### EXERCISE
Copy out the part of the records that opens with the line containing "Mark a point on each instance of the circular" and continues through the end of the records. Swap "skylight" for "oculus" and leave everything else unchanged.

### MATERIAL SUPPLIED
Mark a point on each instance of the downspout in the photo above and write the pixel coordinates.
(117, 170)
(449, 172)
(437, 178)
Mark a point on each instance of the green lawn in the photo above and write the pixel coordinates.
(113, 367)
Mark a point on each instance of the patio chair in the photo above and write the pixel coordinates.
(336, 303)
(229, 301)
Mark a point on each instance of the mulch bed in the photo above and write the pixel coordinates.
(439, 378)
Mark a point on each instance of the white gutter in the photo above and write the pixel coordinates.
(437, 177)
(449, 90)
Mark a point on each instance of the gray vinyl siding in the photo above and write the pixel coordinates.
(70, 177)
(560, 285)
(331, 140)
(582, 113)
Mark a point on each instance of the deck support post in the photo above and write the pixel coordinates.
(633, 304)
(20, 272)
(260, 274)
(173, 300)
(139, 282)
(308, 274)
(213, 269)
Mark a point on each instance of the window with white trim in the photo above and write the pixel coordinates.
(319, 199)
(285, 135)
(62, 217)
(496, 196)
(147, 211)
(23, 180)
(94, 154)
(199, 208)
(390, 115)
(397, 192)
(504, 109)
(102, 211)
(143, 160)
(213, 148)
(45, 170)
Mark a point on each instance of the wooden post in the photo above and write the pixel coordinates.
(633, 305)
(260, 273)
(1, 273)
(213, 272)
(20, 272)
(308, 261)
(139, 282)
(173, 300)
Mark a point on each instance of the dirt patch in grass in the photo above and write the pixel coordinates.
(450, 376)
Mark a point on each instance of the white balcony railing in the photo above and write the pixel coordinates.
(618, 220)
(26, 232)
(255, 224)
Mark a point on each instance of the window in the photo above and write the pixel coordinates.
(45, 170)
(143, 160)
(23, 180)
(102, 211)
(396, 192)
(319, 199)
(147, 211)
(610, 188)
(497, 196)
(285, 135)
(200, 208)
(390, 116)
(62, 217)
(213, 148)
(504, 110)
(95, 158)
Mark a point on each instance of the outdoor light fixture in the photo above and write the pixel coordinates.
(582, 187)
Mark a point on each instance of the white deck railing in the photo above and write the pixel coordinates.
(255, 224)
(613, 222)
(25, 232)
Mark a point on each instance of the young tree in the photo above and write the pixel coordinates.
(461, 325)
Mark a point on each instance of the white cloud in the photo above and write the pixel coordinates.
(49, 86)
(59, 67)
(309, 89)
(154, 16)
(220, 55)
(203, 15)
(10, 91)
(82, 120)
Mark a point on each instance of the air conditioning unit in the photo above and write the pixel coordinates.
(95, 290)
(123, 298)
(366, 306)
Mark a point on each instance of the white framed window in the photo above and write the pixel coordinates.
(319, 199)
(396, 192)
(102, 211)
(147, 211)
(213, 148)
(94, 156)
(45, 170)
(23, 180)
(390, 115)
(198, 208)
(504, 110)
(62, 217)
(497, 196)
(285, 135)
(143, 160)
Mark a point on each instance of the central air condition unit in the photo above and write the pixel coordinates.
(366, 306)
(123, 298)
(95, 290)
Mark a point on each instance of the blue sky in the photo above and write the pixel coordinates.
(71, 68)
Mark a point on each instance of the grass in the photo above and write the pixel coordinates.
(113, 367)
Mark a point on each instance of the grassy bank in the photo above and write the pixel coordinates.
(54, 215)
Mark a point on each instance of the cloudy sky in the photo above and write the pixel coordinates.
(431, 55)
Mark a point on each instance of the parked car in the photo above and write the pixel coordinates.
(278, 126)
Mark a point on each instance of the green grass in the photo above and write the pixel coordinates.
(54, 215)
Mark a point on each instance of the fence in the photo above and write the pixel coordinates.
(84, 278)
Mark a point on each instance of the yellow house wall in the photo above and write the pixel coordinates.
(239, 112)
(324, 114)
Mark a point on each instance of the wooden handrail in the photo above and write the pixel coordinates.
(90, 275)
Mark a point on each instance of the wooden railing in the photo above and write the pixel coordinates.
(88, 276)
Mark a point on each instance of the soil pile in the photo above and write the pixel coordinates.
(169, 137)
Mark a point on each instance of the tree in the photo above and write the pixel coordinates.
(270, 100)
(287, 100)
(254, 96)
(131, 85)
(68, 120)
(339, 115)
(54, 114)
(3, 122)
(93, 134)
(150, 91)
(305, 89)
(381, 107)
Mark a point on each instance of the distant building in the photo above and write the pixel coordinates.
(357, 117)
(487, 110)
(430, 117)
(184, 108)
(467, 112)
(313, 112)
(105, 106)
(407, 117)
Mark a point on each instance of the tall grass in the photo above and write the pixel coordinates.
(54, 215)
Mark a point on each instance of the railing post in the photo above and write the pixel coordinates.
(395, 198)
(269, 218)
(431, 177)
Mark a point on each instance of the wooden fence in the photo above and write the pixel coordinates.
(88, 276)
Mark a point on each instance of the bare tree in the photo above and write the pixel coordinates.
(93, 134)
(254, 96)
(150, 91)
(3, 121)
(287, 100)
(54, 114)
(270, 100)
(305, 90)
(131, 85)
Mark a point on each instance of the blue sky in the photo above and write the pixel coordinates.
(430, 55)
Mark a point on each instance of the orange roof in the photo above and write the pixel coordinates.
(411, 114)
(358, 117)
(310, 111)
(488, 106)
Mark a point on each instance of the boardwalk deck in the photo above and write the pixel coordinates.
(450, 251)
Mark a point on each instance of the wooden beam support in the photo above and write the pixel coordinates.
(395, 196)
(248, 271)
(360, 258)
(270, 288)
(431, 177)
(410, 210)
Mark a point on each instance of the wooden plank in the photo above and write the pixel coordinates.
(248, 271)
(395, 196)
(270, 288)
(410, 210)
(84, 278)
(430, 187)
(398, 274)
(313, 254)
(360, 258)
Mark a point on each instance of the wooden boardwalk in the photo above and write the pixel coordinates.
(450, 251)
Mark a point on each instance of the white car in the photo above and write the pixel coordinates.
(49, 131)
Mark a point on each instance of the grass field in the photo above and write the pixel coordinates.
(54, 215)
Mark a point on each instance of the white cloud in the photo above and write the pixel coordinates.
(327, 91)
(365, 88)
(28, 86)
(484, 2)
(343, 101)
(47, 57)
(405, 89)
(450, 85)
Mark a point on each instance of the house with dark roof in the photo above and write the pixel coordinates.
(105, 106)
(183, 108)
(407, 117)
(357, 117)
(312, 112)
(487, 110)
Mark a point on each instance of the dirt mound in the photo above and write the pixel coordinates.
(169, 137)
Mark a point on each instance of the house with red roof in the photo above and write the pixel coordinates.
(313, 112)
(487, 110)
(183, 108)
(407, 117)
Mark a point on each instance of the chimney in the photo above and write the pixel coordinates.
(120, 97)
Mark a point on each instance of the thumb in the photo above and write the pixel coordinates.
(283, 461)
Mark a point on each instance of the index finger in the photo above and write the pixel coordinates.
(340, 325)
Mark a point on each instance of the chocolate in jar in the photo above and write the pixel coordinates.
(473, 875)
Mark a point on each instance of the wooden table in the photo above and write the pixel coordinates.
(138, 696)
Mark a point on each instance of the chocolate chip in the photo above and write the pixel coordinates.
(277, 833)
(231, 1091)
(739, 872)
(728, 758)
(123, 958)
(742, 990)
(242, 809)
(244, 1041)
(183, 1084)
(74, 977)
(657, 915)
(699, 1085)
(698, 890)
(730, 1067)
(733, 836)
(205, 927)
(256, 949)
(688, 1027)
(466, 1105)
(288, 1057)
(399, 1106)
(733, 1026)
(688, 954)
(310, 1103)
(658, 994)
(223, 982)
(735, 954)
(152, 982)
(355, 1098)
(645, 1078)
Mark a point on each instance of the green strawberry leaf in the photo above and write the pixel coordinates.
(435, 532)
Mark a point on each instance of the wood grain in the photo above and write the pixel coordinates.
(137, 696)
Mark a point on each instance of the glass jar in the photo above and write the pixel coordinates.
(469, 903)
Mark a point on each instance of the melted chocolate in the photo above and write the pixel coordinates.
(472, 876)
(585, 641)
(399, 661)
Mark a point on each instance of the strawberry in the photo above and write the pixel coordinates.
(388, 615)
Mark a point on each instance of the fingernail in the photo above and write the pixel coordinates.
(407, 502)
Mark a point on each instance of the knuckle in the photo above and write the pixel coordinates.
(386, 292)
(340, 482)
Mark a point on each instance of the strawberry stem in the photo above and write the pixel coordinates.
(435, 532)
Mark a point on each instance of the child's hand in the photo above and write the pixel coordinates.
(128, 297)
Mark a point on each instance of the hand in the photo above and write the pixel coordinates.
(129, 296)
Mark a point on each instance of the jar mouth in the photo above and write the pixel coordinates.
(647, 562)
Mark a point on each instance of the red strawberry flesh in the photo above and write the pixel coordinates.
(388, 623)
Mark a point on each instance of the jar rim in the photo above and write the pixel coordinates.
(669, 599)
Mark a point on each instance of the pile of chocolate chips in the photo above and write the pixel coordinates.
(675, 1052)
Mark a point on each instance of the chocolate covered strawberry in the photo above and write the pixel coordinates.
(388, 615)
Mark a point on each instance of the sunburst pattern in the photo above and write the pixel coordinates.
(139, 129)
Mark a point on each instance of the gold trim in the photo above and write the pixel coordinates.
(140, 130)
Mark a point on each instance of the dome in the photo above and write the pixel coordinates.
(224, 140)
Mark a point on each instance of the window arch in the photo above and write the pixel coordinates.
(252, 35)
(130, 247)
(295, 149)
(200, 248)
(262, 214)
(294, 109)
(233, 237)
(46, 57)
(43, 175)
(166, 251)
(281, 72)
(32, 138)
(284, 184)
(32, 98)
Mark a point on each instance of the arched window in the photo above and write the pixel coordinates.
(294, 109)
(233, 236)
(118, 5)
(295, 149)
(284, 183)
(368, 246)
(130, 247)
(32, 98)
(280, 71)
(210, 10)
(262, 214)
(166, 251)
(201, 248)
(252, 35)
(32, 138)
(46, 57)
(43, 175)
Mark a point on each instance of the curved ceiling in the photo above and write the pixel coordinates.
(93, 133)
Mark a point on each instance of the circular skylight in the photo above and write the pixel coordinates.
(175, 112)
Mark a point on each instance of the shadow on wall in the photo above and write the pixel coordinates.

### FINAL ANSWER
Mark a point on each instance of the circular oculus in the photo above and write the pixel coordinates.
(175, 112)
Mark a point on each instance of the shadow on wall in the photo above and write the pixel coordinates.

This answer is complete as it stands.